**DEINE AUFGABE:** Ersetze bitte "white lane marking" durch "yellow lane marking" und gib dabei die Datensätze erneut wieder, beginnend beim Anfang und endend mit der Zeile, die "x=509, y=989" enthält. Alles andere bleibt unverändert.

···

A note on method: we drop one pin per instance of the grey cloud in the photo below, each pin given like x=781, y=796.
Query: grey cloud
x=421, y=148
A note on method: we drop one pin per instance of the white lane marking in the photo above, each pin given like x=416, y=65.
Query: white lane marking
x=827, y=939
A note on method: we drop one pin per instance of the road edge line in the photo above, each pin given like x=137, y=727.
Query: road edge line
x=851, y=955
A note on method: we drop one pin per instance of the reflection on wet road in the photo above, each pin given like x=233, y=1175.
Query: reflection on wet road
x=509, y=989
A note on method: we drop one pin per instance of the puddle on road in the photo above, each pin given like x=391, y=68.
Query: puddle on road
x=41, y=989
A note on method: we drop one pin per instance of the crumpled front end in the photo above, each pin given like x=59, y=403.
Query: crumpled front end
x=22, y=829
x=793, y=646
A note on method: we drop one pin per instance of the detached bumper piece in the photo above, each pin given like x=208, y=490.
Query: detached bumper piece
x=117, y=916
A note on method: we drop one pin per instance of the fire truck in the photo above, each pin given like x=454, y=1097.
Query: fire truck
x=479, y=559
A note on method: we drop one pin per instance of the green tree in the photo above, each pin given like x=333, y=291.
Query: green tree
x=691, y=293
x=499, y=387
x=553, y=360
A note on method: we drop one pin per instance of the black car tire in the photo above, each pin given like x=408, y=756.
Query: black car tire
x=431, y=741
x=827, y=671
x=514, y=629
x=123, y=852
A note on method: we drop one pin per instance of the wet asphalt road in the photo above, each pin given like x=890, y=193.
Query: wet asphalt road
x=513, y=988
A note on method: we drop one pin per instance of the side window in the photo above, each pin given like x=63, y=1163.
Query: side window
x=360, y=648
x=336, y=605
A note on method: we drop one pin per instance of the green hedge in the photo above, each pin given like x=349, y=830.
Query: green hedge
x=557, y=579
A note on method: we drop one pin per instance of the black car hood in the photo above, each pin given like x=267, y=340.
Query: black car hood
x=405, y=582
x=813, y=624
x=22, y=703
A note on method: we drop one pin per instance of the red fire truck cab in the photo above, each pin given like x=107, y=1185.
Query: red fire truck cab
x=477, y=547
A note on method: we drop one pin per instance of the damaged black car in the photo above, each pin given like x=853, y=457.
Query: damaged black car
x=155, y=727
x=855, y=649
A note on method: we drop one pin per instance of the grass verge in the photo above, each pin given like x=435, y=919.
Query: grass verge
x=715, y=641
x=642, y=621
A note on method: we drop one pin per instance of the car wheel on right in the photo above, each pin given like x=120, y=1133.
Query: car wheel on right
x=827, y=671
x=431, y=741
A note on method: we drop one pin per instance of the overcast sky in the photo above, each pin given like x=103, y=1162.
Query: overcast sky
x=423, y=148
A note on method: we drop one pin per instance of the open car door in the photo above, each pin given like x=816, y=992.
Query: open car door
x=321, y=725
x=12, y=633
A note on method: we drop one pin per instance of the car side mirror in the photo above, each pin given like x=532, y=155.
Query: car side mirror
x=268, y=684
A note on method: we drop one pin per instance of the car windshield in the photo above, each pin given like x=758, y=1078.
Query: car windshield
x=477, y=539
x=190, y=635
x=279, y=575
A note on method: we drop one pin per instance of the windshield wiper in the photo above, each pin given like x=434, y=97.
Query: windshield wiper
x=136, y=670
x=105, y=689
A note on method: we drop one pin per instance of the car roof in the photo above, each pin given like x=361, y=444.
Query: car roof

···

**DEINE ANTWORT:**
A note on method: we drop one pin per instance of the grey cloud in the photo below, each pin given like x=781, y=796.
Query: grey cloud
x=421, y=148
A note on method: we drop one pin per instance of the yellow lane marking in the photo above, each pin given like x=416, y=65.
Query: yellow lane marking
x=827, y=939
A note on method: we drop one pin per instance of the road edge line in the photo above, each pin given like x=137, y=727.
Query: road edge line
x=851, y=955
A note on method: we drop one pin per instance of the reflection on wet road in the photo above, each pin given like x=233, y=1175.
Query: reflection on wet road
x=509, y=989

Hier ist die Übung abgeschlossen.